● **Stored data**
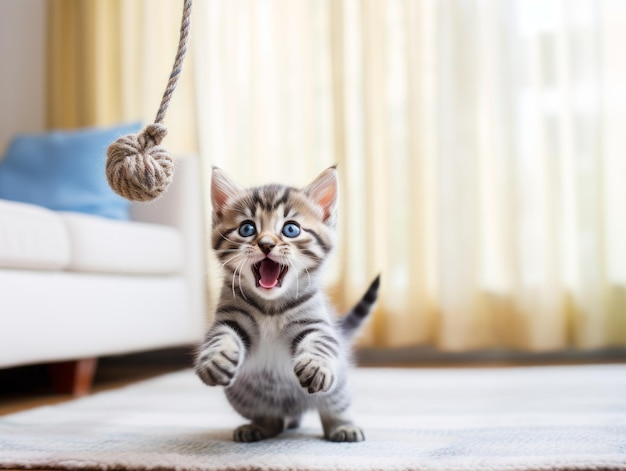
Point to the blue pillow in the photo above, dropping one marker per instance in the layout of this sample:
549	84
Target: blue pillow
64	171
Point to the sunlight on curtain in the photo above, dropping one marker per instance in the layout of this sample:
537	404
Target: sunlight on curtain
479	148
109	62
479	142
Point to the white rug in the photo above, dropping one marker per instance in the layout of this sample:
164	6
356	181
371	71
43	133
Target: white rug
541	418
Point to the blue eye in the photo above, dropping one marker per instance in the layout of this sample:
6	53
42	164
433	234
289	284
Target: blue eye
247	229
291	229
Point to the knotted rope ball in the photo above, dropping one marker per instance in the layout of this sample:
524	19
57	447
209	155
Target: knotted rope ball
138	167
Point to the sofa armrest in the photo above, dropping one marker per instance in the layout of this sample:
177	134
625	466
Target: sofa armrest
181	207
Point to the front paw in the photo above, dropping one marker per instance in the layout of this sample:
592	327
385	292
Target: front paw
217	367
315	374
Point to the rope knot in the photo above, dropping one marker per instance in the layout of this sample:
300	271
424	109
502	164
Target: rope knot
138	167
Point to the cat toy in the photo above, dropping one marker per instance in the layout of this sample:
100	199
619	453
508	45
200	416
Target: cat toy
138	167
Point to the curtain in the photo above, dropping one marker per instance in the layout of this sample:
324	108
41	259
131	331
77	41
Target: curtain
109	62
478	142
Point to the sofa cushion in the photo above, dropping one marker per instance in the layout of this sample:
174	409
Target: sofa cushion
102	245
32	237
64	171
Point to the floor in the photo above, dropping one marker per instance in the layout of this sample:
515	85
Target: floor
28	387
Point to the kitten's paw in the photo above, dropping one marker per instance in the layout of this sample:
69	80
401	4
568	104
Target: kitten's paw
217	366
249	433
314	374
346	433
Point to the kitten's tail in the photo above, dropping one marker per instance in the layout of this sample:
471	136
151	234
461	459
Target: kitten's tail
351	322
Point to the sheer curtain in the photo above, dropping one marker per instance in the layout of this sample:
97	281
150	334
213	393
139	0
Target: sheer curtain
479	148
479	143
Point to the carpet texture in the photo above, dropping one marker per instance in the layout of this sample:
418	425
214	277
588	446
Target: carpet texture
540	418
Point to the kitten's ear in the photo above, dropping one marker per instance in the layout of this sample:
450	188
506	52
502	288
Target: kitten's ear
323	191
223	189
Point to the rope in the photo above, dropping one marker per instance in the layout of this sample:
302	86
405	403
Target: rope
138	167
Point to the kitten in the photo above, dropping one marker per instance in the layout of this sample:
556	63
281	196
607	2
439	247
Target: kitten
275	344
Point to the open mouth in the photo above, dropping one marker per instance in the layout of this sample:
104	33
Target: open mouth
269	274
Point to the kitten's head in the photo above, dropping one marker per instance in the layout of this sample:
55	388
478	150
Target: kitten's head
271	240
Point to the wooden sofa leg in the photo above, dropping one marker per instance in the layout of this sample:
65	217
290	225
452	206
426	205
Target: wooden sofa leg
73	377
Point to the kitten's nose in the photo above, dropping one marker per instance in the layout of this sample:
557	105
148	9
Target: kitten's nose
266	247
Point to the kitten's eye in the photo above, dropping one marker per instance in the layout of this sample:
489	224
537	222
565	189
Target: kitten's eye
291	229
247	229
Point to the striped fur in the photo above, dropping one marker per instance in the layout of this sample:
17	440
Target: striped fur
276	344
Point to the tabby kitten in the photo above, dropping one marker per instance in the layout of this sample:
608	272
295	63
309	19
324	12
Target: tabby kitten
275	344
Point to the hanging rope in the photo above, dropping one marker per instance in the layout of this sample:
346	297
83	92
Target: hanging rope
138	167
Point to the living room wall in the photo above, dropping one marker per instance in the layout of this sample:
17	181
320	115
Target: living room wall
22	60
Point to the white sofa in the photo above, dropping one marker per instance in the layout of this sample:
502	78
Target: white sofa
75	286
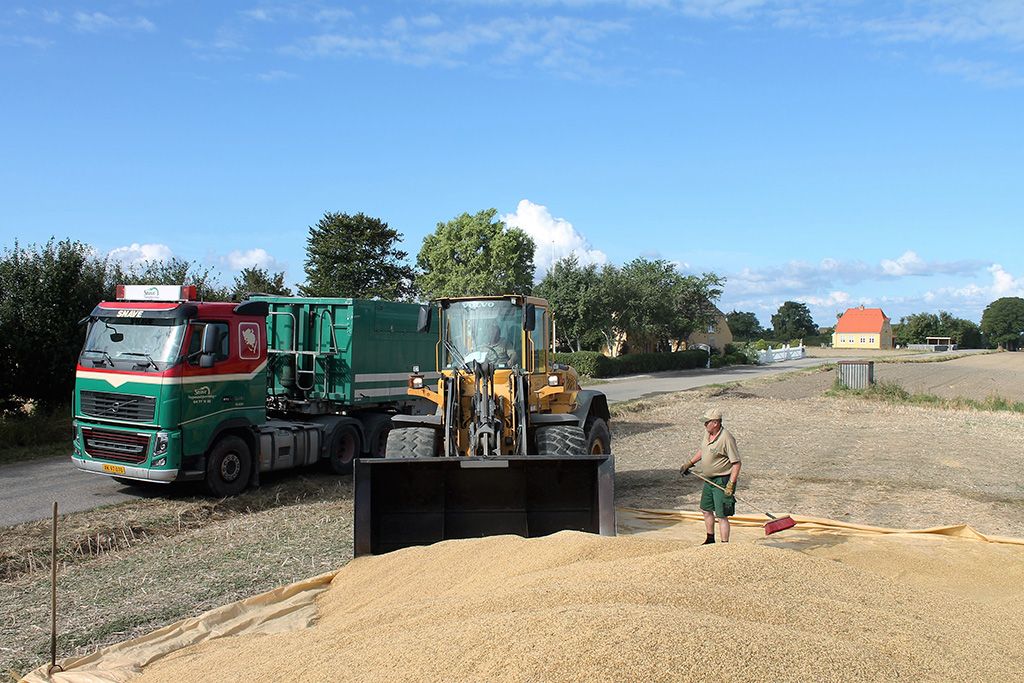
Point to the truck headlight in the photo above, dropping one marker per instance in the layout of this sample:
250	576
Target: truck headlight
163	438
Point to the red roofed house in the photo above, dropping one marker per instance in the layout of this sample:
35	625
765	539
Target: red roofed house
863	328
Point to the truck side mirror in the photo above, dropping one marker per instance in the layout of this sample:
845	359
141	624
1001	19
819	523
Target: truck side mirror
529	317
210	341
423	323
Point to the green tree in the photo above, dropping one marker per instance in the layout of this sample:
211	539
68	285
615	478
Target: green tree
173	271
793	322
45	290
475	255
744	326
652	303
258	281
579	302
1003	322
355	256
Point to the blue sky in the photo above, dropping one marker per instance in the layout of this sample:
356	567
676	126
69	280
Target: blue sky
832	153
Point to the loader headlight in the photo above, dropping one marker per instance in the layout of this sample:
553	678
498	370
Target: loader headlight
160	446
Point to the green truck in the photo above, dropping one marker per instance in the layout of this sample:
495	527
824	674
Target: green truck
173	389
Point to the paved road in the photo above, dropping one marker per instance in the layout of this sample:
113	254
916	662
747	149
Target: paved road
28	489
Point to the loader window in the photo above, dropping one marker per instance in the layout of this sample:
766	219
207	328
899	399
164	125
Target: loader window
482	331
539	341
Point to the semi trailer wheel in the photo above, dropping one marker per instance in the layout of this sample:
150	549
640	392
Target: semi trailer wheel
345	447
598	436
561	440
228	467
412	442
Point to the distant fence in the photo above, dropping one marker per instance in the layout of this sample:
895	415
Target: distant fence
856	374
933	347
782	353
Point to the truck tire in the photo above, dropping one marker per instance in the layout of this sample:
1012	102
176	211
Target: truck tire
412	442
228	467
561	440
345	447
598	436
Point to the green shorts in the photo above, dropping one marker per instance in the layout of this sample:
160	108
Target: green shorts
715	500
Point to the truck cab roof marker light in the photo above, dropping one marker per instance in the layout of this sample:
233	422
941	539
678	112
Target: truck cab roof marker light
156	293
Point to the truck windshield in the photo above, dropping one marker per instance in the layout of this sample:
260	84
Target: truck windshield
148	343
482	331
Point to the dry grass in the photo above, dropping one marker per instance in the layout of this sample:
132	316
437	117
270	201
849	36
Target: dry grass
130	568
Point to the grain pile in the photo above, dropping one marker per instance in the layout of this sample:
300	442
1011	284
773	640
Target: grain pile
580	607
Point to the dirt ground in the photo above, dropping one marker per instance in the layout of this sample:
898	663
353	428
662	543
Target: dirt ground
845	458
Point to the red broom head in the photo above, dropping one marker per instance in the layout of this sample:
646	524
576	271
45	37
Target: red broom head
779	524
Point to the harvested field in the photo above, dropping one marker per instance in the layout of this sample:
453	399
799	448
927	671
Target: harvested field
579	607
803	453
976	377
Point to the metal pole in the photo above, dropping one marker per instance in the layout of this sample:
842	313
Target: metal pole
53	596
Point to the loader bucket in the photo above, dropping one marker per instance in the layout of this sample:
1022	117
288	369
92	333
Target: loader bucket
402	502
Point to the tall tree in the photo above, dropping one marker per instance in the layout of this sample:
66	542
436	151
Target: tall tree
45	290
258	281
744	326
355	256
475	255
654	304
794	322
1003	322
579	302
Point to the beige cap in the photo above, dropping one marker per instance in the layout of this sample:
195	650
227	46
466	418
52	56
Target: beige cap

● **Requirements**
Give every line of the material above as a numbered list, omitting blank lines and leaving out the pictures.

● **Correct result**
1. Point to the blue pillow in the photo above, dropping one marker per instance in the layout of this sample:
2. 549	84
3. Target: blue pillow
4. 64	171
5. Point to the sunlight on curtain in the photo above, dropping one marker per instance in the layout of this sample:
6. 537	404
7. Target: sunlight on curtain
8. 479	148
9. 109	62
10. 479	142
11. Point to the white rug in the photo above, dropping one marker per instance in the layout of this sample:
12. 164	6
13. 356	181
14. 371	71
15. 43	133
16. Target: white rug
17. 541	418
18. Point to the blue eye in the photo above, dropping one marker per instance in the layout of this sample:
19. 6	53
20. 42	164
21. 433	234
22. 289	284
23. Target: blue eye
24. 247	229
25. 291	229
26. Point to the knotted rope ball in the photo above, dropping one marker per instance in the layout of this sample:
27. 524	19
28. 57	447
29. 209	155
30. Target: knotted rope ball
31. 138	167
32. Point to the sofa armrest in the photo above, dropping one marker per instance in the layout of this sample:
33. 177	134
34. 625	466
35. Target: sofa armrest
36. 181	207
37. Point to the front paw in the photo above, dropping one marker per instance in the layout of this sample:
38. 592	327
39. 385	292
40. Target: front paw
41. 217	367
42. 315	374
43. Point to the rope knot in the photo above, dropping one marker per instance in the layout of this sample:
44. 300	271
45. 424	109
46. 502	164
47. Target: rope knot
48. 138	167
49. Point to the cat toy in the photo above, dropping one marker per instance in the layout of this sample:
50. 100	199
51. 619	453
52. 508	45
53. 200	416
54. Target: cat toy
55. 138	167
56. Point to the curtain in the photo above, dropping one marker per instance in the layout of this sample:
57. 324	108
58. 41	259
59. 131	331
60. 77	41
61. Target: curtain
62. 109	62
63. 478	142
64. Point to the sofa cushion in the photo above, dropping one marker per instance in the layout of this sample:
65. 174	409
66. Target: sofa cushion
67. 102	245
68. 32	237
69. 64	171
70. Point to the floor in the photo above, dropping one marker per instance in the layout of this sample:
71. 515	85
72. Target: floor
73. 28	387
74. Point to the kitten's paw in the photo above, dropping one marker per instance in the layout of this sample:
75. 69	80
76. 401	4
77. 568	104
78. Target: kitten's paw
79. 217	366
80. 249	433
81. 314	374
82. 346	433
83. Point to the kitten's tail in the photo above, dropping one marker per instance in the layout of this sample:
84. 471	136
85. 151	234
86. 461	459
87. Target: kitten's tail
88. 351	322
89. Point to the sheer curtain in the photo above, dropping one marker per instance in the layout of this sample:
90. 97	281
91. 150	334
92. 213	393
93. 139	0
94. Target: sheer curtain
95. 479	148
96. 479	143
97. Point to the carpet texture in the photo above, dropping one marker per instance in the layout of this sample:
98. 418	425
99. 214	277
100. 588	446
101. Target: carpet texture
102. 540	418
103. Point to the kitten's ear in the photo above, dropping one marker per instance in the layout of this sample:
104. 450	188
105. 506	52
106. 502	288
107. Target: kitten's ear
108. 323	191
109. 223	189
110. Point to the rope in the photo above, dropping one marker per instance in the layout of this sample:
111. 302	86
112. 405	403
113. Target: rope
114. 138	167
115. Point to the kitten in the photo above, dropping one marker per instance in the layout of this sample:
116. 556	63
117. 281	196
118. 607	2
119. 439	247
120. Target: kitten
121. 275	344
122. Point to the open mouth in the photo above, dropping one marker per instance in the layout of this sample:
123. 104	33
124. Target: open mouth
125. 269	274
126. Point to the kitten's head in the photo above, dropping one marker per instance in the layout of this sample:
127. 55	388
128. 478	150
129. Target: kitten's head
130. 271	240
131. Point to the wooden sofa leg in the photo above, dropping one marker per instance in the layout of this sample:
132. 65	217
133. 290	225
134. 452	206
135. 426	205
136. Target: wooden sofa leg
137. 73	377
138. Point to the kitten's nose in the photo above, dropping one marker per instance in the layout of this sample:
139. 557	105
140. 148	9
141. Target: kitten's nose
142. 266	247
143. Point to the kitten's eye in the photo above, dropping one marker per instance in the layout of this sample:
144. 489	224
145. 537	222
146. 565	189
147. Target: kitten's eye
148. 291	229
149. 247	229
150. Point to the striped fur in the photo above, dropping one marker per instance in the layout of this sample:
151. 17	440
152. Target: striped fur
153. 276	344
154. Point to the tabby kitten in the photo above, dropping one marker per instance in the layout of this sample:
155. 608	272
156. 295	63
157. 309	19
158. 324	12
159. Target: tabby kitten
160. 275	344
161. Point to the hanging rope in the photo above, dropping one marker per instance in the layout of this sample:
162. 346	297
163. 83	92
164. Target: hanging rope
165. 138	167
166. Point to the living room wall in the photo above, dropping one marker per instance in the layout of this sample:
167. 17	181
168. 320	115
169. Target: living room wall
170. 22	60
171. Point to the white sofa in the photo above, dropping one marker per instance in the layout of this sample:
172. 502	78
173. Target: white sofa
174. 75	286
175. Point to the truck headlight in the photo above, dropping one marker per instance in the layout of this sample:
176. 250	576
177. Target: truck headlight
178. 163	438
179. Point to the red roofed house in the photo above, dropping one marker per instance in the layout of this sample:
180. 35	625
181. 765	539
182. Target: red roofed house
183. 863	328
184. Point to the truck side mirror in the photo above, dropping one marker per instance in the layout of this sample:
185. 845	359
186. 141	624
187. 1001	19
188. 819	523
189. Target: truck side mirror
190. 529	317
191. 210	341
192. 423	323
193. Point to the green tree in the photo above, dropping one marker per instance in the layout of this sample:
194. 211	539
195. 68	285
196. 615	478
197. Target: green tree
198. 173	271
199. 793	322
200. 45	290
201. 475	255
202. 744	326
203. 652	303
204. 258	281
205. 579	302
206. 1003	322
207. 355	256
208. Point to the blue sky in the photo above, dropping one marker per instance in the layout of this sample:
209. 356	567
210. 676	126
211. 69	280
212. Target: blue sky
213. 832	153
214. Point to the loader headlight in the photo above, dropping one marker per instance in the layout of this sample:
215. 553	678
216. 498	370
217. Target: loader headlight
218. 160	446
219. Point to the green truck in the photo above, dropping one marker per instance in the layout of this sample:
220. 495	527
221. 824	674
222. Target: green truck
223. 173	389
224. Point to the paved road in the photo above, dropping one marker per instance in the layout of this sample:
225. 113	254
226. 916	662
227. 747	149
228. Target: paved road
229. 28	489
230. Point to the loader window in the photo above, dropping one marker per instance in the layout of this sample:
231. 766	219
232. 207	328
233. 899	399
234. 164	125
235. Target: loader window
236. 482	331
237. 539	341
238. Point to the semi trailer wheel in the photo above, dropping one marker per instance in the layout of this sample:
239. 150	549
240. 640	392
241. Target: semi trailer wheel
242. 345	447
243. 598	436
244. 561	440
245. 228	467
246. 412	442
247. Point to the distant fence in the photo above, dropping one marker per instance in the layout of this sample:
248. 895	415
249. Target: distant fence
250. 856	374
251. 933	347
252. 782	353
253. Point to the truck tire in the photo above, dropping one marker per instance in the layout of this sample:
254. 1012	102
255. 176	211
256. Target: truck tire
257. 412	442
258. 228	467
259. 561	440
260. 345	447
261. 598	436
262. Point to the green shorts in the photo above, dropping one marker per instance in the layout of this sample:
263. 160	108
264. Target: green shorts
265. 715	500
266. Point to the truck cab roof marker light in the photo above, dropping one marker per instance in the layout of this sample:
267. 233	422
268. 941	539
269. 678	112
270. Target: truck cab roof marker light
271. 156	293
272. Point to the truck windshield in the photo above, dropping one marker per instance in the layout of this sample:
273. 260	84
274. Target: truck windshield
275. 148	343
276. 482	331
277. Point to the dry grass in the photo above, dropping one marker per instance in the layout of this sample:
278. 132	316
279. 437	117
280. 270	201
281. 849	36
282. Target: dry grass
283. 130	568
284. Point to the grain pile in the photo above, dropping one marker per instance in the layout of this sample:
285. 300	442
286. 1011	284
287. 773	640
288. Target: grain pile
289. 580	607
290. Point to the dirt ground in the photo above, dropping one marker per instance in the layout of this sample:
291. 898	663
292. 353	428
293. 662	543
294. Target: dirt ground
295. 845	458
296. Point to the red broom head in the photo above, dropping one marker per instance in the layout of this sample:
297. 646	524
298. 576	271
299. 45	37
300. Target: red broom head
301. 779	524
302. Point to the harvested field in the photo above, dropping one marker per instance in the layout of this sample:
303. 453	399
304. 799	448
305. 927	671
306. Target: harvested field
307. 579	607
308. 803	453
309. 976	377
310. Point to the metal pole in the photo above, dropping one marker per instance in the layout of this sample:
311. 842	313
312. Target: metal pole
313. 53	596
314. Point to the loader bucket in the photo above, dropping one marker per instance in the layout of this sample:
315. 1022	117
316. 288	369
317. 92	333
318. Target: loader bucket
319. 402	502
320. Point to the tall tree in the photo above, dropping one marker per instance in the layout of this sample:
321. 66	542
322. 436	151
323. Target: tall tree
324. 45	290
325. 258	281
326. 744	326
327. 355	256
328. 475	255
329. 654	304
330. 794	322
331. 1003	322
332. 579	302
333. Point to the beige cap in the photo above, dropping one marker per instance in the layout of this sample:
334. 195	650
335. 227	46
336. 466	418
337. 52	56
338. Target: beige cap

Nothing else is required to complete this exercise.